— BEGIN —

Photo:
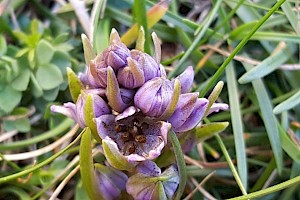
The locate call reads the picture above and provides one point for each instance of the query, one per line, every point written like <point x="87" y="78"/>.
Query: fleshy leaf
<point x="208" y="130"/>
<point x="87" y="166"/>
<point x="20" y="83"/>
<point x="49" y="76"/>
<point x="89" y="117"/>
<point x="75" y="84"/>
<point x="89" y="53"/>
<point x="44" y="52"/>
<point x="10" y="98"/>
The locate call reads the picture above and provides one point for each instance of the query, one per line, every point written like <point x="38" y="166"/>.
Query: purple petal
<point x="148" y="167"/>
<point x="105" y="125"/>
<point x="154" y="96"/>
<point x="188" y="113"/>
<point x="127" y="112"/>
<point x="195" y="117"/>
<point x="216" y="107"/>
<point x="186" y="79"/>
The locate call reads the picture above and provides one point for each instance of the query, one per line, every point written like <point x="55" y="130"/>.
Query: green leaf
<point x="50" y="95"/>
<point x="89" y="116"/>
<point x="3" y="45"/>
<point x="75" y="84"/>
<point x="269" y="120"/>
<point x="44" y="52"/>
<point x="62" y="60"/>
<point x="291" y="102"/>
<point x="268" y="65"/>
<point x="36" y="89"/>
<point x="206" y="131"/>
<point x="89" y="52"/>
<point x="10" y="98"/>
<point x="49" y="76"/>
<point x="60" y="38"/>
<point x="88" y="177"/>
<point x="290" y="147"/>
<point x="20" y="83"/>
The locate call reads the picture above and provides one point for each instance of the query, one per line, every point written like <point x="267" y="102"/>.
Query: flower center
<point x="132" y="135"/>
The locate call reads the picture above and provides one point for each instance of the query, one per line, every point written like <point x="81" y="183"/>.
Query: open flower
<point x="149" y="186"/>
<point x="132" y="136"/>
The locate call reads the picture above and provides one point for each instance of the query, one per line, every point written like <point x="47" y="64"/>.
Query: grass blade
<point x="269" y="120"/>
<point x="237" y="124"/>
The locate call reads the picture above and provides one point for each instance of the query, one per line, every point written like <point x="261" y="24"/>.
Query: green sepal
<point x="89" y="53"/>
<point x="206" y="131"/>
<point x="172" y="105"/>
<point x="89" y="181"/>
<point x="75" y="84"/>
<point x="89" y="117"/>
<point x="114" y="157"/>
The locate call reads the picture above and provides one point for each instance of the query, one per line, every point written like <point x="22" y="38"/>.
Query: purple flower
<point x="186" y="79"/>
<point x="76" y="111"/>
<point x="118" y="98"/>
<point x="154" y="97"/>
<point x="132" y="135"/>
<point x="111" y="182"/>
<point x="117" y="52"/>
<point x="151" y="187"/>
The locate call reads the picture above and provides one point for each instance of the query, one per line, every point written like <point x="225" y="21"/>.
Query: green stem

— END —

### [Problem details]
Reproduce the material word for word. Any pictures should be left out of the copy.

### [Written answer]
Photo:
The locate call reads the picture above and provides one point for each instance of the query, one per line, every point written like <point x="87" y="78"/>.
Query: fleshy leaf
<point x="208" y="130"/>
<point x="87" y="166"/>
<point x="20" y="83"/>
<point x="49" y="76"/>
<point x="89" y="117"/>
<point x="75" y="84"/>
<point x="89" y="53"/>
<point x="44" y="52"/>
<point x="10" y="98"/>
The locate call reads the picture above and provides one point for each instance of the query, one per line, every point written like <point x="38" y="166"/>.
Query: purple petal
<point x="148" y="167"/>
<point x="105" y="125"/>
<point x="154" y="96"/>
<point x="188" y="113"/>
<point x="127" y="112"/>
<point x="195" y="117"/>
<point x="216" y="107"/>
<point x="186" y="79"/>
The locate call reads the picture above and provides one point for each instance of the query, one per line, every point written like <point x="55" y="130"/>.
Query: green leaf
<point x="50" y="95"/>
<point x="89" y="116"/>
<point x="3" y="45"/>
<point x="75" y="84"/>
<point x="269" y="120"/>
<point x="44" y="52"/>
<point x="62" y="60"/>
<point x="291" y="102"/>
<point x="268" y="65"/>
<point x="36" y="89"/>
<point x="206" y="131"/>
<point x="89" y="52"/>
<point x="10" y="98"/>
<point x="49" y="76"/>
<point x="60" y="38"/>
<point x="88" y="177"/>
<point x="290" y="147"/>
<point x="20" y="83"/>
The locate call reads the picture above and provides one point for each instance of the query, one per line, every point written like <point x="267" y="102"/>.
Query: flower center
<point x="132" y="135"/>
The locate call reads the picture above and provides one point for each instance of the query, one per line, every point written like <point x="81" y="183"/>.
Query: open flower
<point x="149" y="186"/>
<point x="132" y="136"/>
The locate call reads the picture above and provides one point for each instance of the query, one per line, every point written like <point x="47" y="64"/>.
Query: grass blade
<point x="269" y="120"/>
<point x="237" y="124"/>
The locate call reads the picture above and provides one point for each instance of the query, one per line, every point written like <point x="261" y="24"/>.
Query: green sepal
<point x="89" y="53"/>
<point x="206" y="131"/>
<point x="172" y="105"/>
<point x="89" y="181"/>
<point x="75" y="84"/>
<point x="89" y="117"/>
<point x="114" y="157"/>
The locate call reads the picture above and provides one point for each instance of the query, one per line, every point written like <point x="22" y="38"/>.
Query: purple flower
<point x="186" y="79"/>
<point x="76" y="111"/>
<point x="118" y="98"/>
<point x="154" y="97"/>
<point x="132" y="135"/>
<point x="111" y="182"/>
<point x="117" y="52"/>
<point x="151" y="187"/>
The locate call reads the picture above and provides one point for each instance of the query, one per line, every point written like <point x="225" y="21"/>.
Query: green stem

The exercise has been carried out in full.